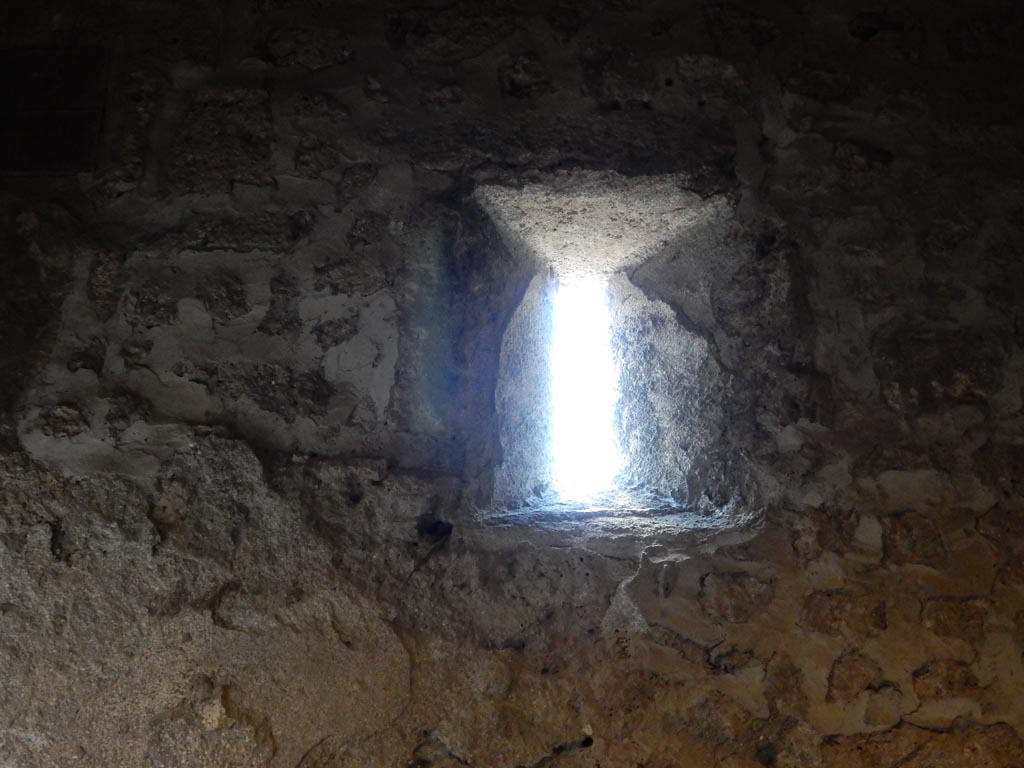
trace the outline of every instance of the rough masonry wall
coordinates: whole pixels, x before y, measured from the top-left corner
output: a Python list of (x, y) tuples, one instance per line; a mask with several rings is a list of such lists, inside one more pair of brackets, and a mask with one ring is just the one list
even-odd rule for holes
[[(1022, 36), (5, 4), (108, 56), (93, 170), (0, 177), (0, 765), (1020, 768)], [(686, 494), (756, 524), (481, 522), (536, 265), (473, 190), (565, 169), (722, 201), (619, 279), (714, 371)]]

■ **TASK TO COMPLETE**: Retype the lines above exactly, no pictures.

■ **RESULT**:
trace the outline of every instance of the rough masonry wall
coordinates: whole pixels, x before y, measured from the top-left corner
output: a Python list of (x, y) tuples, one instance per line; a mask with several rings is a list of such lists, inside one more pair of brackets, and a mask with one ring is just the one list
even-odd rule for holes
[[(1022, 36), (5, 4), (108, 56), (93, 170), (0, 177), (0, 765), (1020, 768)], [(686, 494), (756, 524), (481, 522), (536, 265), (473, 190), (565, 169), (722, 201), (619, 279), (714, 371)]]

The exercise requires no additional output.